◆ Talimatlar
1. Mahkeme kararından bir bölümü aynen kopyalayın: "İNCELENEN KARARIN" sözlerinin geçtiği yerden başlayın, "sonra dosya incelendi." sözlerinden sonra durun.
2. Lütfen mahkeme kararının metnini kaldığı yerden sürdürüp bir sonraki bölümü tamamlayın.

◆ Sağlanan Metin
━━━━━━━━━━━━━━━━━━━━
Emsal Mahkeme Kararı Antalya Bölge Adliye Mahkemesi 11. Hukuk Dairesi 2020/927 E. 2021/1527 K. 20.09.2021 T.

Görüntülediğiniz mahkeme kararı kesinleşmiş bir karardır.

T.C.
ANTALYA
BÖLGE ADLİYE MAHKEMESİ
11. HUKUK DAİRESİ

T Ü R K M İ L L E T İ A D I N A
B Ö L G E A D L İ Y E M A H K E M E S İ K A R A R I

İNCELENEN KARARIN
MAHKEMESİ : ANTALYA 4. ASLİYE TİCARET MAHKEMESİ
KARAR TARİHİ : 17/12/2019

DAVANIN KONUSU : İtirazın İptali (Ticari Satımdan Kaynaklanan)
YEREL MAHKEME KARARI : Davanın Kabulü

Taraflar arasındaki İtirazın İptali (Ticari Satımdan Kaynaklanan) davasının yargılaması sonucunda verilen kararın süresi içinde davalı vekilince istinaf edilmiş olduğu anlaşıldıktan sonra dosya incelendi.
━━━━━━━━━━━━━━━━━━━━
◆ Çıkarılan Veriler
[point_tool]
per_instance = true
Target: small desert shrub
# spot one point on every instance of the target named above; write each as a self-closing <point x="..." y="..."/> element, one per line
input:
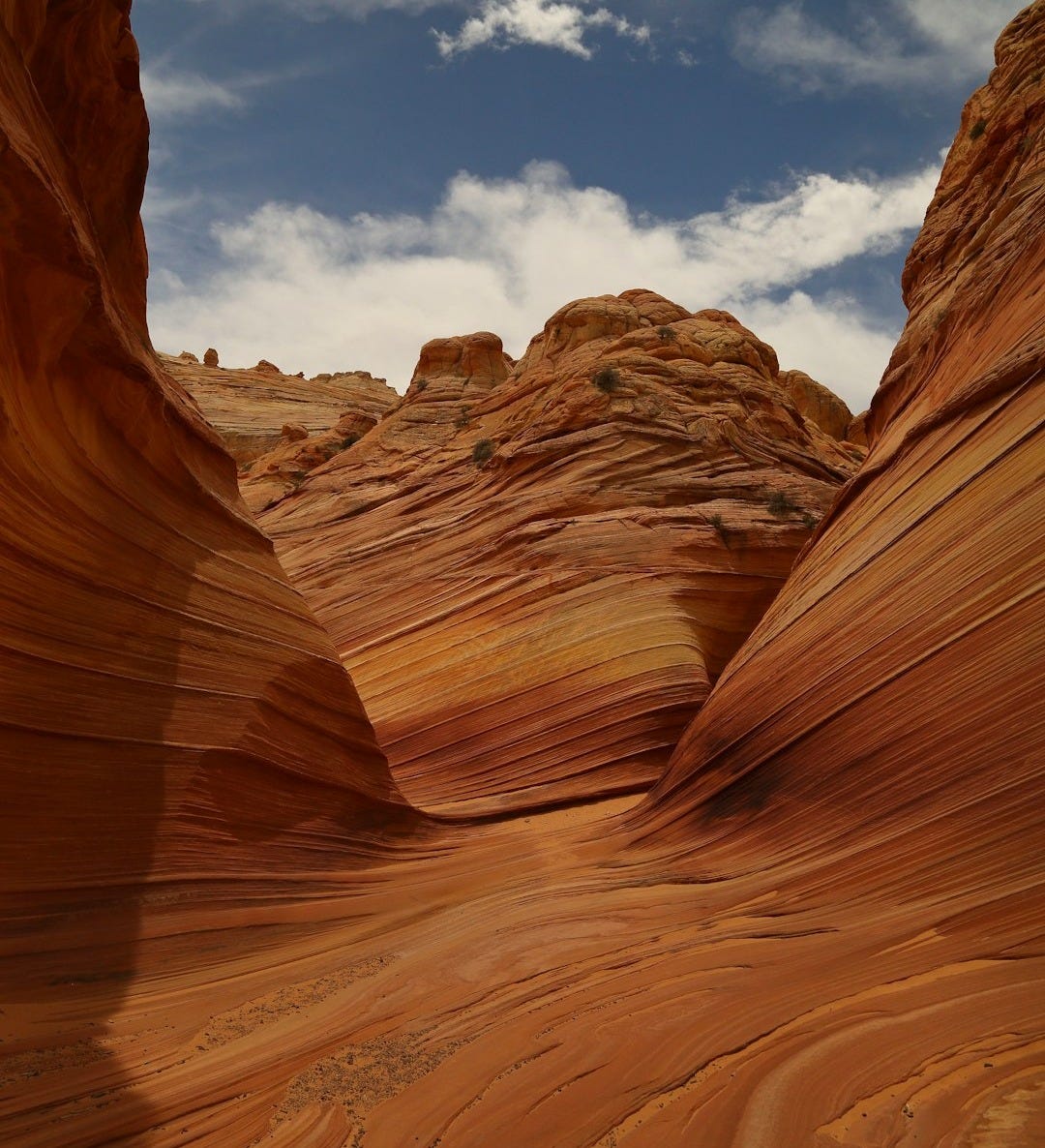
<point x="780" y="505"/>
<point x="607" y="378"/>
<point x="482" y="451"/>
━━━━━━━━━━━━━━━━━━━━
◆ Nihai Cevaplar
1.
İNCELENEN KARARIN
MAHKEMESİ : ANTALYA 4. ASLİYE TİCARET MAHKEMESİ
KARAR TARİHİ : 17/12/2019

DAVANIN KONUSU : İtirazın İptali (Ticari Satımdan Kaynaklanan)
YEREL MAHKEME KARARI : Davanın Kabulü

Taraflar arasındaki İtirazın İptali (Ticari Satımdan Kaynaklanan) davasının yargılaması sonucunda verilen kararın süresi içinde davalı vekilince istinaf edilmiş olduğu anlaşıldıktan sonra dosya incelendi.

2.
Üye hakimin görüşü değerlendirildi.
DAVACININ İDDİALARININ ÖZETİ:
Davacı vekili, taraflar arasındaki ticari ilişki nedeniyle davalıya satılıp teslim edilen un bedelinden kalan 90.147,75 TL alacağın ödenmemesi üzerine tahsili için icra takibi başlatılmış ise de, takibin itiraz ile durduğunu ileri sürerek itirazın iptali ile % 20’den az olmamak üzere icra inkar tazminatına karar verilmesini talep ve dava etmiştir.
DAVALININ SAVUNMALARININ ÖZETİ:
Davalı taraf davaya cevap vermemiştir.
İLK DERECE MAHKEMESİ KARARININ ÖZETİ:
İlk Derece Mahkemesi tarafından, görevsizlik kararı veren mahkemece tarafların ticari defter ve belgelerinin incelenmesi sonucu düzenlenen mali müşavir bilirkişinin raporuna ve Yargıtay kararlarına yer verilerek, davalının ticari defterlerini ibraz etmediği, davacının usulüne uygun ticari kayıtlarında takip konusu tutarda davalıdan alacak kaydının bulunduğu gerekçesi ile davanın kabulüne karar verilmiştir.
Karara karşı, davalı vekili istinaf başvurusunda bulunmuştur.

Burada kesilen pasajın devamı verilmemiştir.